- Short problem -
What follows is a set of records; repeat all of them exactly.
-- Provided entries start --
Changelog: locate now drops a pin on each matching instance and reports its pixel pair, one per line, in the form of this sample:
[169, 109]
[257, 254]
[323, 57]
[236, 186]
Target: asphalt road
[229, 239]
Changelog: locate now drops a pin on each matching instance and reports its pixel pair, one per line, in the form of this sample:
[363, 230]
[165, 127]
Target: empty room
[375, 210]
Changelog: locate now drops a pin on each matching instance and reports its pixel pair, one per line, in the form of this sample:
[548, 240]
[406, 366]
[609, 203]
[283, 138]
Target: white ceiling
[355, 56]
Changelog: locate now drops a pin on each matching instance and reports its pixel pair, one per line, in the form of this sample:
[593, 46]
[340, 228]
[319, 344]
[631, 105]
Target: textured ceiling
-- Provided entries end --
- Output for this task -
Changelog: locate now drops a pin on each matching instance and reports its pixel pair, one per line, in the form of this sample:
[169, 109]
[257, 254]
[323, 57]
[236, 186]
Target: asphalt road
[229, 239]
Changelog: locate now drops a pin on each matching instance and reports its pixel pair, one per line, in the form of this sample:
[363, 230]
[165, 127]
Target: empty room
[375, 210]
Changelog: locate now drops a pin on each matching instance and reports its pixel pair, one per line, in the form of this sample:
[548, 240]
[406, 366]
[609, 203]
[283, 138]
Target: white ceiling
[355, 56]
Changelog: locate now drops a pin on each matching instance and reports its pixel pair, one per line, in the form of this sample:
[593, 46]
[340, 228]
[319, 344]
[631, 105]
Target: textured ceiling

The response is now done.